Referring expression pointing data

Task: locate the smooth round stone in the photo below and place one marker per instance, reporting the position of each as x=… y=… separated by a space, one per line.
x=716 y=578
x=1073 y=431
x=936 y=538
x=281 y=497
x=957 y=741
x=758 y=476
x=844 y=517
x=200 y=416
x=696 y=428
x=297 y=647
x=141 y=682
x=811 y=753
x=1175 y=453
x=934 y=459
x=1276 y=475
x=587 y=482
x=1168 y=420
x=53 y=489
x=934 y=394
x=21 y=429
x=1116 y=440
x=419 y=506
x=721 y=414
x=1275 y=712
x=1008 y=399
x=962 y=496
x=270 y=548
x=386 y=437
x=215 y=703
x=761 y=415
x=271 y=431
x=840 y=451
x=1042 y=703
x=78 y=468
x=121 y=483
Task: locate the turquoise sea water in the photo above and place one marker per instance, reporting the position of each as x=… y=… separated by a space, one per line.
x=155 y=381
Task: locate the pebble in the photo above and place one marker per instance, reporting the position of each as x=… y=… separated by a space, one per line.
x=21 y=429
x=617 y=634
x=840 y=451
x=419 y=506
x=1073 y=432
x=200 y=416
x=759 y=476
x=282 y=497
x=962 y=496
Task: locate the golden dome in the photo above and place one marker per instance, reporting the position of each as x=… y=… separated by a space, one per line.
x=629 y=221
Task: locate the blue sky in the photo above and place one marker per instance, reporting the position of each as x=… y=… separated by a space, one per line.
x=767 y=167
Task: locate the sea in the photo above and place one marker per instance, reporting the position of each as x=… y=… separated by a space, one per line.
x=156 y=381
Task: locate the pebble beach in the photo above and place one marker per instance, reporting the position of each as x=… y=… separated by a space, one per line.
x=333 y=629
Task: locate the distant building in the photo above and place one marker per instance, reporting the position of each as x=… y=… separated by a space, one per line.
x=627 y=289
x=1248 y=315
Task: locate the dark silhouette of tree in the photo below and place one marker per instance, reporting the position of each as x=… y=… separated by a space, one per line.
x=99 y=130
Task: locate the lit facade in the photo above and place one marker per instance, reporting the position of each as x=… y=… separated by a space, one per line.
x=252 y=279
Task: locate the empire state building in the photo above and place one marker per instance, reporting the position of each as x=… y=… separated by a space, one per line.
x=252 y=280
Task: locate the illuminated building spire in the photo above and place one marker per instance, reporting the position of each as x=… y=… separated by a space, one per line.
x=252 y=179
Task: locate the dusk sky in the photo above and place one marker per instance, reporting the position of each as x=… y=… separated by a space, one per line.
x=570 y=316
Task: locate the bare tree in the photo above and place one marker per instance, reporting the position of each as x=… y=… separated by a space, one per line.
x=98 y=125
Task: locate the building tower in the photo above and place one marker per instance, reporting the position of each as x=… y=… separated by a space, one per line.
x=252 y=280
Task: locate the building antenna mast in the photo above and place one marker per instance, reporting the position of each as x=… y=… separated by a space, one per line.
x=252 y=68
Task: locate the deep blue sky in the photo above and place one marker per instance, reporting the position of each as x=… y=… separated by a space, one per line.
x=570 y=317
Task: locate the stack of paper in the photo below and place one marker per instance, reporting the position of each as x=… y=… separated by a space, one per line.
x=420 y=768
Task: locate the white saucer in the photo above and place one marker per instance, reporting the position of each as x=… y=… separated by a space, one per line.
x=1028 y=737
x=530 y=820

What you have to do
Could you output every entry above exactly as it stands?

Answer for the task
Task: locate the smooth round stone in the photo below and place one marker per instance, reporting the position of each as x=… y=… separated by a space, one per line.
x=716 y=578
x=1073 y=431
x=936 y=538
x=281 y=497
x=957 y=741
x=758 y=476
x=844 y=517
x=200 y=416
x=696 y=428
x=297 y=647
x=141 y=682
x=811 y=753
x=1175 y=453
x=934 y=459
x=1276 y=475
x=587 y=482
x=1168 y=420
x=53 y=489
x=934 y=394
x=21 y=429
x=1116 y=440
x=419 y=506
x=721 y=414
x=1275 y=712
x=1008 y=399
x=962 y=496
x=270 y=548
x=386 y=437
x=215 y=703
x=761 y=415
x=271 y=431
x=840 y=451
x=1042 y=703
x=78 y=468
x=121 y=483
Task: locate the turquoise sea water in the photo above and place one marker per instance, reporting the position of each as x=… y=… separated by a space, one per line.
x=155 y=381
Task: locate the pebble in the photo above and place one marker per instance, reporting the position of each as x=… y=… separated by a space, one per line.
x=21 y=429
x=617 y=634
x=840 y=451
x=419 y=506
x=1073 y=432
x=200 y=416
x=759 y=476
x=282 y=497
x=962 y=496
Task: locate the golden dome in the photo above and place one marker per instance, reporting the position of each as x=… y=… separated by a space, one per line.
x=629 y=221
Task: locate the blue sky in the photo above and place one marker per instance, reporting the position of each as x=… y=… separated by a space, one per line.
x=767 y=167
Task: locate the sea in the photo above and place one marker per instance, reporting the position of each as x=… y=… separated by a space, one per line.
x=156 y=381
Task: locate the pebble beach in the photo above and place one marker per instance, reporting the position of each as x=… y=… separated by a space, one per line.
x=333 y=629
Task: locate the distant building in the photo above and place one marker per instance, reporting the position of each as x=… y=… separated by a space, one per line.
x=627 y=289
x=1248 y=315
Task: locate the dark silhouette of tree in the photo below and place one marker per instance, reporting the position of each as x=… y=… separated by a space, one per line.
x=99 y=130
Task: locate the lit facade in the photo above and place one marker per instance, reporting the position of each as x=… y=… separated by a space, one per line.
x=252 y=279
Task: locate the empire state building in the photo above and place one marker per instance, reporting the position of each as x=… y=… separated by a space, one per line.
x=252 y=280
Task: locate the illuminated building spire in the photo above and place one marker per instance, reporting the position of each as x=… y=… separated by a space, one per line.
x=252 y=179
Task: locate the dusk sky in the photo above and place one marker per instance, reporting the position of each as x=… y=… separated by a space, one per line.
x=570 y=316
Task: locate the bare tree in the photo above and place one marker per instance, reporting the position of each as x=… y=… separated by a space, one per line.
x=98 y=125
Task: locate the building tower in the photo above and place one marker per instance, reporting the position of each as x=… y=… separated by a space, one per line.
x=252 y=280
Task: locate the building antenna mast in the photo above and place one marker per instance, reporting the position of each as x=… y=… separated by a space, one per line.
x=252 y=68
Task: locate the deep blue sky in the photo above and place one marker per instance, reporting the position of each as x=… y=… separated by a space, one per line.
x=570 y=317
Task: locate the stack of paper in the photo below and place one marker per instance, reporting the position of each as x=… y=… separated by a space, one per line.
x=420 y=768
Task: locate the white saucer in the photo above and place one marker per instance, reporting the position of each as x=… y=… separated by a space, one per line.
x=1028 y=737
x=530 y=820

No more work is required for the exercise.